Only the lines from the one containing "of the door" through the end of the data below should be copied, each exactly as written and with both ends kept.

- - - - - - -

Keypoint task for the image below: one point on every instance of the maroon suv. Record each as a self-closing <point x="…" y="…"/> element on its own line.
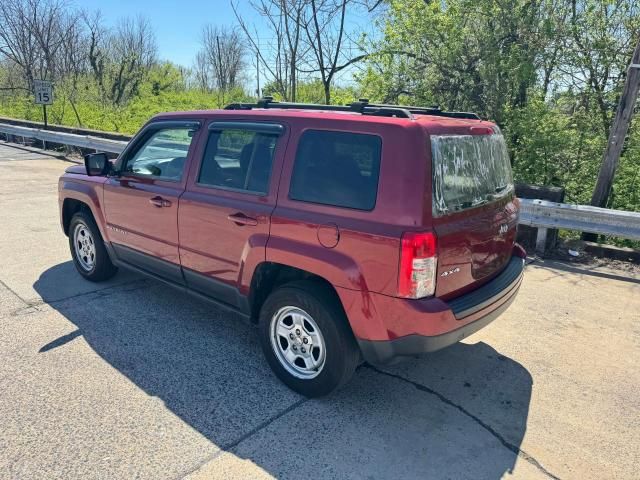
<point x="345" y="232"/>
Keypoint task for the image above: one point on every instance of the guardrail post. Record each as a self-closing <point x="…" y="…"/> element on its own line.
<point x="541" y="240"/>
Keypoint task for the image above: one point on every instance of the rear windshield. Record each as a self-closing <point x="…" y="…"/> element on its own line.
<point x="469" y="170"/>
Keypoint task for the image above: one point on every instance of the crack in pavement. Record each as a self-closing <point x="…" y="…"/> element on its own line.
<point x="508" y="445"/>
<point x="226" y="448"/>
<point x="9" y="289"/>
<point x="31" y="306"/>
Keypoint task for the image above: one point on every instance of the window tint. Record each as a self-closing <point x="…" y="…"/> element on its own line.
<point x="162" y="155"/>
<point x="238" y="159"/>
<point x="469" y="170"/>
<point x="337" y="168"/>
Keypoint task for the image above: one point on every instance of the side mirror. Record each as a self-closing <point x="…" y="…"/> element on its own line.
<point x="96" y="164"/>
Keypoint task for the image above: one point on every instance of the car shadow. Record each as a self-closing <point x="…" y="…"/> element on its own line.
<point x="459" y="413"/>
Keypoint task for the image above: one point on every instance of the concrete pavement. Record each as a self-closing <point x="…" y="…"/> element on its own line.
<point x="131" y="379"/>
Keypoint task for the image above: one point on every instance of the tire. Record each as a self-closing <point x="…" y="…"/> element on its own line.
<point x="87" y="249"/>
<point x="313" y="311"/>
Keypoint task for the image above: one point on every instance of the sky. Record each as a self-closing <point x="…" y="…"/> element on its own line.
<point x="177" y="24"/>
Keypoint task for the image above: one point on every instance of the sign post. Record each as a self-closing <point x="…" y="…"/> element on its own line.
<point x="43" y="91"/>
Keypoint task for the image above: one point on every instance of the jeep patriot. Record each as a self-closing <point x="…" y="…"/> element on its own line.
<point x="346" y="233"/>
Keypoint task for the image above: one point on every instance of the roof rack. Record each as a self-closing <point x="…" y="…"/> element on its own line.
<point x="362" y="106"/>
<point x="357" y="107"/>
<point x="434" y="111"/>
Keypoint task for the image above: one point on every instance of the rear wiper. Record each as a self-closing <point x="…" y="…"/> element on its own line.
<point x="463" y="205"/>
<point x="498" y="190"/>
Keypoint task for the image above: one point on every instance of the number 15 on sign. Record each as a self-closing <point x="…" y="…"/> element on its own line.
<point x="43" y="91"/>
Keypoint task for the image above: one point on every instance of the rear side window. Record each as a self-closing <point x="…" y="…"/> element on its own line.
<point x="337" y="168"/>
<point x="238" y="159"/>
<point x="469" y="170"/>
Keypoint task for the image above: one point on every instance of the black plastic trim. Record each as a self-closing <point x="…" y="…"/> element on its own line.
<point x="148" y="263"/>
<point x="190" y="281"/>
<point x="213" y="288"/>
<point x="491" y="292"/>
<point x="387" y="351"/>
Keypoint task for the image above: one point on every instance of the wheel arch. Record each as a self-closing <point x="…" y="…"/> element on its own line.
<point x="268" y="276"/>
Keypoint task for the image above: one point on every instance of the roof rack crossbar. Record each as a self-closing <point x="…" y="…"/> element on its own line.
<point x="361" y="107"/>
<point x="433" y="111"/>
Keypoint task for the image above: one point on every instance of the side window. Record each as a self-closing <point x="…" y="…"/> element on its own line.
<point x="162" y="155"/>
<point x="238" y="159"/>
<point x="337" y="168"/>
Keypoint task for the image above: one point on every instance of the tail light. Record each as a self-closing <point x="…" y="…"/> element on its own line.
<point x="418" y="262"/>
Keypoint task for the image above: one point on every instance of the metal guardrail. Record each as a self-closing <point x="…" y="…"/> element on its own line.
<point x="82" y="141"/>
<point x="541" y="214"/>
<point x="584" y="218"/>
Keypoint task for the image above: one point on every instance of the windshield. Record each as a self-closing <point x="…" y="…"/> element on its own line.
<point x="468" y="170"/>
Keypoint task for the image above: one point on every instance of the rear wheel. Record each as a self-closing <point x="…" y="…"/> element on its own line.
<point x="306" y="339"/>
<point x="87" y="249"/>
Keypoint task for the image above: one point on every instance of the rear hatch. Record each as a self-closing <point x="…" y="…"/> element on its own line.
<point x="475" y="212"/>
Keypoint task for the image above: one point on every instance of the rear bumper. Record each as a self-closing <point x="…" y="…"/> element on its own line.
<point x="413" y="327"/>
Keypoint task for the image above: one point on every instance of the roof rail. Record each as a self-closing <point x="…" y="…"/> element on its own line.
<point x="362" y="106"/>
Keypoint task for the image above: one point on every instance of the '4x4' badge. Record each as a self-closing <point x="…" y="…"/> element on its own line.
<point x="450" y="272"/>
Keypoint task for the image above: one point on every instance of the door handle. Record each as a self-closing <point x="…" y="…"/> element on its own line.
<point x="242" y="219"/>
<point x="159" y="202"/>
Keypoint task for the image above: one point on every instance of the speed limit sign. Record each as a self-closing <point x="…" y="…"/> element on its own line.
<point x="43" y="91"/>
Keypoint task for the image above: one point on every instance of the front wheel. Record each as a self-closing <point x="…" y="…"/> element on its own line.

- - - - - - -

■ **Result**:
Keypoint task for the image above: one point on every instance of the door handle. Record each as a self-closing <point x="…" y="…"/> element on its own line.
<point x="242" y="219"/>
<point x="159" y="202"/>
Keypoint task for the image above: one point on every instance of the speed limit sign. Record each as a self-closing <point x="…" y="…"/> element on its own line.
<point x="43" y="91"/>
Keypoint task for the image above: one point on every instance of the front wheel. Record each as a self-closing <point x="…" y="…"/> element on its own line.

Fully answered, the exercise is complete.